Required action:
Write out exactly, excluding pictures, the lines from the one containing "point per instance: sky -- pixel coordinates" through the end of the data, both included.

Items from a dataset:
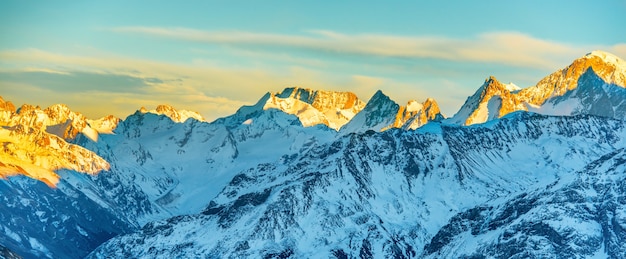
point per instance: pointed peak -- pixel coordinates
(491, 79)
(492, 84)
(596, 56)
(430, 102)
(27, 108)
(413, 106)
(603, 54)
(163, 108)
(379, 95)
(6, 105)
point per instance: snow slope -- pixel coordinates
(376, 194)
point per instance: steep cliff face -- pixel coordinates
(381, 113)
(276, 179)
(34, 143)
(608, 67)
(357, 195)
(492, 100)
(593, 82)
(313, 107)
(579, 215)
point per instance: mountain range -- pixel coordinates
(516, 172)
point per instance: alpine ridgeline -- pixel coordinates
(320, 174)
(593, 84)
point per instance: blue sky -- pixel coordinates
(112, 57)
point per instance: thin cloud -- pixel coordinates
(508, 48)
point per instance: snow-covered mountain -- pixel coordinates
(34, 142)
(313, 107)
(592, 84)
(580, 215)
(378, 194)
(381, 113)
(174, 114)
(319, 174)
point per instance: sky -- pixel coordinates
(113, 57)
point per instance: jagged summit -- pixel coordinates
(331, 108)
(382, 113)
(556, 94)
(179, 116)
(35, 142)
(492, 100)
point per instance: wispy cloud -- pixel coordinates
(508, 48)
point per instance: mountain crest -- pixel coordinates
(331, 108)
(175, 115)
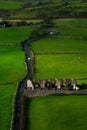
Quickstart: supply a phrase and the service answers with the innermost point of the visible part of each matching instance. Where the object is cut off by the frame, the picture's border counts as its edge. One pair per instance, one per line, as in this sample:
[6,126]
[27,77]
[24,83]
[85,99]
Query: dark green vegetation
[12,67]
[71,27]
[61,66]
[57,113]
[39,9]
[14,34]
[59,45]
[10,5]
[6,101]
[67,39]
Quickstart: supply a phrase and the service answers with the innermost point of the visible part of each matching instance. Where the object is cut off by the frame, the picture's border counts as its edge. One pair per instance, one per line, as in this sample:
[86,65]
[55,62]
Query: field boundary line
[7,83]
[69,37]
[9,44]
[41,53]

Answer to this problem:
point per instance: sky -- pixel coordinates
(113, 57)
point per instance: jagged summit -- pixel coordinates
(331, 108)
(382, 113)
(556, 94)
(179, 116)
(35, 142)
(492, 100)
point per instance: wispy cloud -- pixel coordinates
(508, 48)
point per instance: mountain crest -- pixel coordinates
(331, 108)
(175, 115)
Quickstart: supply a phrase and the service answers with the innermost point of the visible part of each matching instance. Where the object is cut off by the frame, the picture's border counts as its edge. One pair per instance, one per line, as in this sample:
[6,126]
[27,77]
[24,83]
[85,99]
Query: dark green vegetation
[12,67]
[71,27]
[61,66]
[57,113]
[39,9]
[14,34]
[59,45]
[10,5]
[6,101]
[67,39]
Quickstart: supply a phrase and the service answers with the innermost point of the visible part of each matching instance. Where the object is cut off by the frame, the picture's border counts as its edge. One pair per instance, one per line, as in this sample:
[86,65]
[55,62]
Query: field boundary line
[7,83]
[69,37]
[9,44]
[41,53]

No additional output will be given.